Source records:
** Start **

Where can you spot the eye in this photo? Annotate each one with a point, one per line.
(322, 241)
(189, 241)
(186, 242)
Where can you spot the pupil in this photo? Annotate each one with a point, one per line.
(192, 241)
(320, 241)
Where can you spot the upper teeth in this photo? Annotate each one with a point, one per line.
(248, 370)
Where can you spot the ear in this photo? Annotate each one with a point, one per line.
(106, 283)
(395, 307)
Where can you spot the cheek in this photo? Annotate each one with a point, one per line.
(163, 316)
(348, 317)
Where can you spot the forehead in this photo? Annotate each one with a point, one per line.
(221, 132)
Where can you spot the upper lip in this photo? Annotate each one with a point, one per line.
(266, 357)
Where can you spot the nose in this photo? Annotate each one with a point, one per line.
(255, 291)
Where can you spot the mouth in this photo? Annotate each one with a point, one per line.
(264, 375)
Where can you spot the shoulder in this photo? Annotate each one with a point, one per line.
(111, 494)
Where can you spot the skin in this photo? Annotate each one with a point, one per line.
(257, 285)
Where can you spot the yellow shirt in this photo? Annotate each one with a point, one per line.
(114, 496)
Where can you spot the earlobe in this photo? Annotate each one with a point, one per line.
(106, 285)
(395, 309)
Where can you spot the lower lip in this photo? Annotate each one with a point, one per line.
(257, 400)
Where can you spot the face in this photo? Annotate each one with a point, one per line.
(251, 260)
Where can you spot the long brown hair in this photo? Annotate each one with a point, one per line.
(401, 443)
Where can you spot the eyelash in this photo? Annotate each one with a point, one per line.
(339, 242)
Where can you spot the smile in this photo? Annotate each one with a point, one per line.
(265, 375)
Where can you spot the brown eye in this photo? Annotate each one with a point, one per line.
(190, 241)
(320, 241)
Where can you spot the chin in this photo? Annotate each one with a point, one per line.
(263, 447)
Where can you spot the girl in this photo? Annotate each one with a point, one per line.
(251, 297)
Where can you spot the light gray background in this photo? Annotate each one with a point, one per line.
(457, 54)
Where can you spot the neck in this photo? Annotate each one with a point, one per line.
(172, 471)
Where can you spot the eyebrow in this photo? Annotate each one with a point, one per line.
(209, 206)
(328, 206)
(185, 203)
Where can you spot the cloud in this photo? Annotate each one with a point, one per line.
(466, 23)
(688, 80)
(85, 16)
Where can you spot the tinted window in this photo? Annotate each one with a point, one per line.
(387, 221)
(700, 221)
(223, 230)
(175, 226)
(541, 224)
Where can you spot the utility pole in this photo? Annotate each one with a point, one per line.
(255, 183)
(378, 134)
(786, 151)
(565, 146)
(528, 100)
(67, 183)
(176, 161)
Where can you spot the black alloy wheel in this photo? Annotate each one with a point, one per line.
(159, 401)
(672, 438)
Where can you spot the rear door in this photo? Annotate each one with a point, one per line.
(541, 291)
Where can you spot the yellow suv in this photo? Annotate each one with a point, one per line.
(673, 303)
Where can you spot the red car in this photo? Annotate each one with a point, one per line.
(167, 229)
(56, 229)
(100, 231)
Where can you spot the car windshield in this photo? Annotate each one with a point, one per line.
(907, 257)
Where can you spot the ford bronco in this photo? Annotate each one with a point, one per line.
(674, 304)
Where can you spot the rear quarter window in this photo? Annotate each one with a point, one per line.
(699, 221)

** End **

__Directions__
Copy out every line of the material above, word for word and in the same order.

__Response to this exercise__
Where can you spot the eye in this photo? Annotate each one with a point, one per line.
(322, 241)
(189, 241)
(186, 242)
Where can you spot the pupil in this photo? Annotate each one with a point, one per line.
(192, 241)
(320, 241)
Where can you spot the upper teeth in this photo? Annotate each one with a point, one per line.
(248, 370)
Where can you spot the ear in this photo? Annotate each one with a point, one per line.
(106, 283)
(395, 307)
Where can you spot the cheek in this photo? Annotate each one with a point, one per line.
(163, 316)
(348, 317)
Where can you spot the forehead in this photo? Annotate each one with a point, one per line.
(221, 132)
Where can you spot the upper lip in this photo? Annotate each one with a point, one per line.
(266, 357)
Where can you spot the nose in this photo? Annotate each one with a point, one per line.
(255, 291)
Where can you spot the mouth in this photo? Annotate each one with a point, one per line.
(264, 375)
Where can you spot the shoulder in this photo? Annotate each one with a point, one per line.
(111, 494)
Where can you spot the skin in this photo? Annotate each one with a point, one per line.
(257, 285)
Where can you spot the yellow shirt in this photo? Annotate each one with a point, one per line.
(114, 496)
Where can you spot the earlobe in this photo? Annotate each one with a point, one per line.
(106, 285)
(395, 309)
Where can you spot the lower lip in this photo? Annotate each one with a point, one per line.
(257, 400)
Where can you spot the face in this photo? Annotate each one with a point, one per line.
(251, 260)
Where can you spot the long brown hair in this photo? Annotate each one with a point, one per line.
(401, 443)
Where can you spot the eyelash in this photo? Annotate each one with a point, one per line.
(339, 242)
Where can you spot the smile in this photo? Annotate each one with a point, one per line.
(265, 375)
Where can you spot the brown eye in this photo? Annotate each one with a point, one per line.
(190, 241)
(320, 241)
Where can you spot the chin in this photo? Annotate each one with a point, one per line.
(263, 447)
Where can you spot the girl in this photo? Annotate each one with a point, one per line.
(251, 297)
Where can you spot the light gray background in this photo? Annotate each one with a point, one per line.
(457, 54)
Where can you spot the neck in this photo? Annotate each one with a point, one per line.
(172, 471)
Where can you spot the eyebrow in this photo? Annotate each one with a point, one per line.
(209, 206)
(328, 206)
(185, 203)
Where can you spot the cloud in this photo? Annotate each one with a point, one per line.
(466, 23)
(688, 80)
(85, 16)
Where can you spot the tinted window in this photo? Annotate each one with a point, one per line.
(387, 221)
(700, 221)
(223, 230)
(175, 226)
(541, 224)
Where can you spot the utility pole in this photo? Annotate each one with a point, one per line.
(255, 183)
(378, 134)
(786, 151)
(565, 146)
(528, 100)
(67, 183)
(176, 161)
Where can you spot the black alloy wheel in this photo? Annotate each one with a point, one per line.
(159, 401)
(672, 438)
Where can you spot the rear door in this photo? Annotate each one with a point, one per line.
(541, 291)
Where can you spot the yellow suv in this photo? Annotate each one with a point, one per line.
(673, 303)
Where can you spot the red car in this photo? Annotate each one with a point, one per line.
(167, 229)
(56, 229)
(100, 231)
Where can you spot the car windshield in this photo? Annotate each one with a point, one per line.
(907, 257)
Where can you spot the ford bronco in this photo? Annotate each one with a point, one per line.
(674, 304)
Where can you spot the rear quarter window in this photo? Annotate each one with a point, one per line.
(699, 221)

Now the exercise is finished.